Aim: Would you restate all the data that follows, word for word?
## START Provided data
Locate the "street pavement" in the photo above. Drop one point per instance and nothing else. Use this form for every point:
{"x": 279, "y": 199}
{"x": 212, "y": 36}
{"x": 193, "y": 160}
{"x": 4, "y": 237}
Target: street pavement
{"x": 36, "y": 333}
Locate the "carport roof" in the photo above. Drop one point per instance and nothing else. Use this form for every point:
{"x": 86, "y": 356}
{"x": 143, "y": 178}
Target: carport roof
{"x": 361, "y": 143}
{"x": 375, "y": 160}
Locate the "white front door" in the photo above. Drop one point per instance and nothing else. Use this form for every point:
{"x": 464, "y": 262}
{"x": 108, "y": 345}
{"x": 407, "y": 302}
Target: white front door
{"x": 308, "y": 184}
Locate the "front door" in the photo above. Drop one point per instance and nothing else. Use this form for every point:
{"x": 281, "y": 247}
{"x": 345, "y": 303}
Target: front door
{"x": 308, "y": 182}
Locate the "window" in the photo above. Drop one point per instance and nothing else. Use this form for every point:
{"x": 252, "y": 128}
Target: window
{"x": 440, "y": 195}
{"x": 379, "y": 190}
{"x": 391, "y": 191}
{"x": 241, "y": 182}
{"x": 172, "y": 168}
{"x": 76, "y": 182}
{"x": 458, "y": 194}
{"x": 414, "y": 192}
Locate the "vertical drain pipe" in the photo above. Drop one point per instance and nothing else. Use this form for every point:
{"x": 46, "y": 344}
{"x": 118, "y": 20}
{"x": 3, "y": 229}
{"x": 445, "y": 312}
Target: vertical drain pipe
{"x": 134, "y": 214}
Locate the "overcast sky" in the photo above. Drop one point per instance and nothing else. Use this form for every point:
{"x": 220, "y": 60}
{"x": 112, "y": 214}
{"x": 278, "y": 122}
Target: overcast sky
## END Provided data
Answer for the task:
Locate the "street pavement" in the photo above. Drop one point per instance and nothing else. Use this form for every point:
{"x": 279, "y": 199}
{"x": 212, "y": 36}
{"x": 193, "y": 160}
{"x": 4, "y": 237}
Target: street pavement
{"x": 36, "y": 333}
Locate the "carport roof" in the photo above. Drop one point per instance and nothing else. Use this form for every point:
{"x": 86, "y": 356}
{"x": 143, "y": 178}
Target: carport roof
{"x": 361, "y": 143}
{"x": 375, "y": 160}
Locate the "white front door" in the photo above. Drop one point per instance and nothing else. Use this form for every point:
{"x": 464, "y": 262}
{"x": 108, "y": 345}
{"x": 407, "y": 302}
Target: white front door
{"x": 308, "y": 184}
Locate the "front door" in the photo above. Drop one point per instance and nothing else. Use this form for every point:
{"x": 281, "y": 247}
{"x": 345, "y": 303}
Target: front door
{"x": 308, "y": 182}
Locate the "window" in the photo above. Drop one point per instance and nothing else. Use this form for every point:
{"x": 252, "y": 128}
Target: window
{"x": 440, "y": 195}
{"x": 379, "y": 190}
{"x": 391, "y": 191}
{"x": 241, "y": 182}
{"x": 172, "y": 168}
{"x": 76, "y": 182}
{"x": 458, "y": 194}
{"x": 414, "y": 192}
Locate the "vertical drain pipe" in the photo above. Drop one point per instance and nothing else. Use this form for every point:
{"x": 46, "y": 344}
{"x": 118, "y": 20}
{"x": 3, "y": 229}
{"x": 445, "y": 312}
Target: vertical drain pipe
{"x": 134, "y": 214}
Locate the "overcast sky" in the photo above. Drop one point per instance and nothing else. Use this form for every point:
{"x": 220, "y": 60}
{"x": 112, "y": 214}
{"x": 278, "y": 122}
Target: overcast sky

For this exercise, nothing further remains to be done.